- **AIM OF THE EXERCISE**
Could you retype every entry below exactly as written?

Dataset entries
====
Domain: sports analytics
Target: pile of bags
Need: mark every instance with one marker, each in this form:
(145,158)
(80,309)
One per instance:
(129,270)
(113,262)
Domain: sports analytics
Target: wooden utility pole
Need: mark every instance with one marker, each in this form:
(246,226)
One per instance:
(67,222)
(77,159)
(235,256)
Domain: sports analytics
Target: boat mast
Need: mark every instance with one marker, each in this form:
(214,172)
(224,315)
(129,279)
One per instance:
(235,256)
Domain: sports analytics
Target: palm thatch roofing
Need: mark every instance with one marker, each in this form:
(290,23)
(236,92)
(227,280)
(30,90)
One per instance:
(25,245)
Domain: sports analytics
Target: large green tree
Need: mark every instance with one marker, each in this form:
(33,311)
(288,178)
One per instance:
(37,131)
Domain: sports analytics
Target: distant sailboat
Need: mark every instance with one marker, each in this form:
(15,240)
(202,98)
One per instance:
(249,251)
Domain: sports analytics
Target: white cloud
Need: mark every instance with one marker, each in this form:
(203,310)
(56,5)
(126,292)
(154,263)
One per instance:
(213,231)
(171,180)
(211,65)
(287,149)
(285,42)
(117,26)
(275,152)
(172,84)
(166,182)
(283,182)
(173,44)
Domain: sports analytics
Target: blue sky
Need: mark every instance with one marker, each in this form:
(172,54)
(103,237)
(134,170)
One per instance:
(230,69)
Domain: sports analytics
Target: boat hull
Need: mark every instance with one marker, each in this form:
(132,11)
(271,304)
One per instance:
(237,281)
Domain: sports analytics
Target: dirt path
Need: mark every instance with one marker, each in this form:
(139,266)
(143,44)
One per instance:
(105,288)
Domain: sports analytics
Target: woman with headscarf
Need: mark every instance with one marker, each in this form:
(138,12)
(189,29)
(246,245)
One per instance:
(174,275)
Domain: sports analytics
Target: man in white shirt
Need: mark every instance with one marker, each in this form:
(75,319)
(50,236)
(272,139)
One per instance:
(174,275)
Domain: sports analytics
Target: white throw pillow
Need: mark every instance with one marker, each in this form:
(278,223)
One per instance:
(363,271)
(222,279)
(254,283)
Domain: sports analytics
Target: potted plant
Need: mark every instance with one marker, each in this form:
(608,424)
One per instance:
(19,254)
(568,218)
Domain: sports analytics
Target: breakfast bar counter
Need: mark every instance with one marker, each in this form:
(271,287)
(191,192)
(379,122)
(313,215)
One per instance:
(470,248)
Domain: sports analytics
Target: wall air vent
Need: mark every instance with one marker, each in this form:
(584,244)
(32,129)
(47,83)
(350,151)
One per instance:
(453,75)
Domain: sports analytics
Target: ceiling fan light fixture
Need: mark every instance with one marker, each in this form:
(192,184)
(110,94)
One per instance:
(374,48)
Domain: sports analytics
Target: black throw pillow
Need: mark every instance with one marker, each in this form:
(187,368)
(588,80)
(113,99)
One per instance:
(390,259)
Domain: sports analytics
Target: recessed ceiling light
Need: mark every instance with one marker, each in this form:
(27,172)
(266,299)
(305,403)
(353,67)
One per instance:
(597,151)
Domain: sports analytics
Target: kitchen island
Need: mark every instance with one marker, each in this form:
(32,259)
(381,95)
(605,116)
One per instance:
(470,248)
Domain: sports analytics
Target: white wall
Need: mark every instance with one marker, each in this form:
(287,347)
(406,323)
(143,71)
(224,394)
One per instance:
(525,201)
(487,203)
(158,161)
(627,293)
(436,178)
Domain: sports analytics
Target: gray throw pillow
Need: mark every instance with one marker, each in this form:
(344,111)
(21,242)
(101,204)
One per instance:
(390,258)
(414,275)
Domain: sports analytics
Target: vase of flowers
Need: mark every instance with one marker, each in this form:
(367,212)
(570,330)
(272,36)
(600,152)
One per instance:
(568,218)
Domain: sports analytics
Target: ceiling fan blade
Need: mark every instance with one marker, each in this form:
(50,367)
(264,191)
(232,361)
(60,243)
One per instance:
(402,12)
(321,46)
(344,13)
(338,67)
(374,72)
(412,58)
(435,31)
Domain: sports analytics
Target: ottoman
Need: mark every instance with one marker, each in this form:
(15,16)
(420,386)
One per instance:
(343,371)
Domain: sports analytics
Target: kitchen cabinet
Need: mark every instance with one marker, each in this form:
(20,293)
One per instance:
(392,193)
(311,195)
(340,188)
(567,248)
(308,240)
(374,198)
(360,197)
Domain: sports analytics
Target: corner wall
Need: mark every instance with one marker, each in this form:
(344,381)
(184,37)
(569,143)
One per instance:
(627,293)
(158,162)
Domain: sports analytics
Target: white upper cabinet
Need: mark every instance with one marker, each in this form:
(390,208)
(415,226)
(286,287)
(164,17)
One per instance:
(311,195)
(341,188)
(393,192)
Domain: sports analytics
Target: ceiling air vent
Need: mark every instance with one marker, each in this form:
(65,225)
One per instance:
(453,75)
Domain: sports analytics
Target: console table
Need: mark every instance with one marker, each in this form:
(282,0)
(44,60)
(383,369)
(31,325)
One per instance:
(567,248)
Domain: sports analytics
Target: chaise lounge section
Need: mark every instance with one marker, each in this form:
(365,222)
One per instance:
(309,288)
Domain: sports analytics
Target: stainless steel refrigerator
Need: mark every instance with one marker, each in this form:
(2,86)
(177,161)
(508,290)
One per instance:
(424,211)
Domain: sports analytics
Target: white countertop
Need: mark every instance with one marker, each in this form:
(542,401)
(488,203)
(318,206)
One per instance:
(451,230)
====
- **ANSWER SPACE**
Domain: sports analytics
Target: pile of bags
Need: mark every instance with one marker, each in this form:
(145,158)
(80,309)
One per instance:
(129,270)
(113,262)
Domain: sports analytics
Target: wooden utility pole
Need: mark every instance with one marker, each in this form:
(246,226)
One per instance:
(67,222)
(77,159)
(235,256)
Domain: sports analytics
Target: boat mast
Need: mark every instance with one marker, each in this form:
(214,172)
(224,315)
(129,279)
One per instance:
(235,256)
Domain: sports analytics
Target: palm thatch roofing
Need: mark every instance with one marker, each in this form:
(290,23)
(236,92)
(227,280)
(30,90)
One per instance:
(25,245)
Domain: sports analytics
Target: large green tree
Need: mark every instance with one marker, each in this form:
(33,311)
(288,178)
One per instance:
(37,131)
Domain: sports analytics
Target: distant sailboat
Need: mark every instance with one marker, each in this form:
(15,240)
(202,98)
One per instance:
(249,251)
Domain: sports analytics
Target: white cloud
Need: mark every instance with one marker, each in this form:
(203,310)
(56,5)
(126,292)
(154,263)
One per instance:
(213,231)
(171,180)
(211,65)
(287,149)
(285,42)
(117,26)
(275,152)
(172,84)
(166,182)
(283,182)
(173,44)
Domain: sports analytics
Target: blue sky
Need: mark every instance with one marker, each in this form:
(172,54)
(103,237)
(134,170)
One per instance:
(230,69)
Domain: sports analytics
Target: boat hull
Need: mark every instance with one marker, each in this form:
(132,11)
(271,304)
One per instance:
(237,281)
Domain: sports analytics
Target: dirt path
Need: mark every instance with one marker, each in this form:
(139,266)
(143,44)
One per instance:
(105,288)
Domain: sports analytics
Target: woman with headscarf
Need: mark every instance with one marker, each in this form:
(138,12)
(189,29)
(246,245)
One per instance:
(174,275)
Domain: sports analytics
Target: man in white shirt
Need: mark every instance with one marker, each in this form:
(75,319)
(50,236)
(272,139)
One per instance:
(174,275)
Domain: sports analytics
Target: white throw pillow
Need: mark every instance with one marker, each in this form:
(278,223)
One per instance:
(363,271)
(222,279)
(254,283)
Domain: sports analytics
Target: potted plant
Need: mark every instance with one marker, each in this form:
(608,424)
One per instance:
(19,254)
(568,218)
Domain: sports analytics
Target: breakfast bar counter
Need: mark every instance with one marker, each in this form:
(271,287)
(191,192)
(379,122)
(313,215)
One per instance:
(470,248)
Domain: sports analytics
Target: wall air vent
Need: mark every instance with one marker, each in this form:
(584,244)
(32,129)
(47,83)
(350,151)
One per instance:
(453,75)
Domain: sports analytics
Target: ceiling fan light fixture
Need: mark every instance with one marker, each in this form:
(192,184)
(110,94)
One per instance:
(374,48)
Domain: sports analytics
Target: black throw pillow
Need: mark every instance with one marker, each in this form:
(187,368)
(588,80)
(113,99)
One per instance:
(390,259)
Domain: sports analytics
Target: recessed ceiling light
Need: mark every instance with one marker, each in this form:
(27,172)
(266,299)
(305,403)
(353,67)
One per instance:
(597,151)
Domain: sports analytics
Target: kitchen island
Need: mark every instance with one marker, each in this form:
(32,259)
(381,95)
(605,116)
One per instance:
(470,248)
Domain: sports analytics
Target: white wall
Need: mark every instance with one marker, each in this form:
(287,347)
(406,323)
(143,71)
(224,394)
One per instance:
(525,201)
(487,203)
(158,161)
(627,293)
(436,178)
Domain: sports analytics
Target: gray throw pillow
Need: mark every instance with one marker, each in this form:
(344,111)
(21,242)
(101,204)
One per instance:
(390,258)
(414,275)
Domain: sports analytics
Target: vase of flowers
Need: mark every instance with one marker, each in this form:
(367,212)
(570,330)
(272,36)
(600,152)
One per instance:
(568,218)
Domain: sports analytics
Target: ceiling fan blade
Need: mark every instance with one marker, each in this form:
(50,367)
(264,191)
(232,361)
(60,243)
One per instance:
(402,12)
(321,46)
(344,13)
(338,67)
(374,72)
(412,58)
(435,31)
Domain: sports analytics
Target: ottoman
Need: mark every instance with one marker, each in this form:
(15,16)
(420,386)
One per instance:
(343,371)
Domain: sports analytics
Target: kitchen cabinet
Need: mark every instance with one marker, each in this form:
(20,293)
One per instance:
(392,193)
(311,195)
(340,188)
(567,248)
(308,240)
(374,198)
(360,197)
Domain: sports analytics
Target: corner wall
Need: mark every instance with one marker, each in this form:
(344,381)
(184,37)
(569,143)
One per instance:
(627,293)
(158,162)
Domain: sports analytics
Target: white upper cabinet
Need: mark every instance with one marker, each in this form:
(390,208)
(415,226)
(286,287)
(164,17)
One per instance:
(311,195)
(341,188)
(393,192)
Domain: sports analytics
Target: ceiling air vent
Need: mark every instance with one marker, each in this form:
(65,225)
One per instance:
(453,75)
Domain: sports analytics
Target: console table
Need: mark every instance with one marker, each in this form:
(282,0)
(44,60)
(383,369)
(31,325)
One per instance:
(567,248)
Domain: sports analytics
Target: chaise lounge section
Need: mark every instance with one marker, each in this form:
(365,222)
One per instance:
(309,288)
Domain: sports analytics
Target: stainless steel refrigerator
Need: mark every instance with one marker, each in this form:
(2,86)
(177,161)
(508,290)
One per instance:
(424,211)
Domain: sports analytics
Target: white countertop
Need: mark every instance with one marker, each in this form:
(542,401)
(488,203)
(318,206)
One per instance:
(451,230)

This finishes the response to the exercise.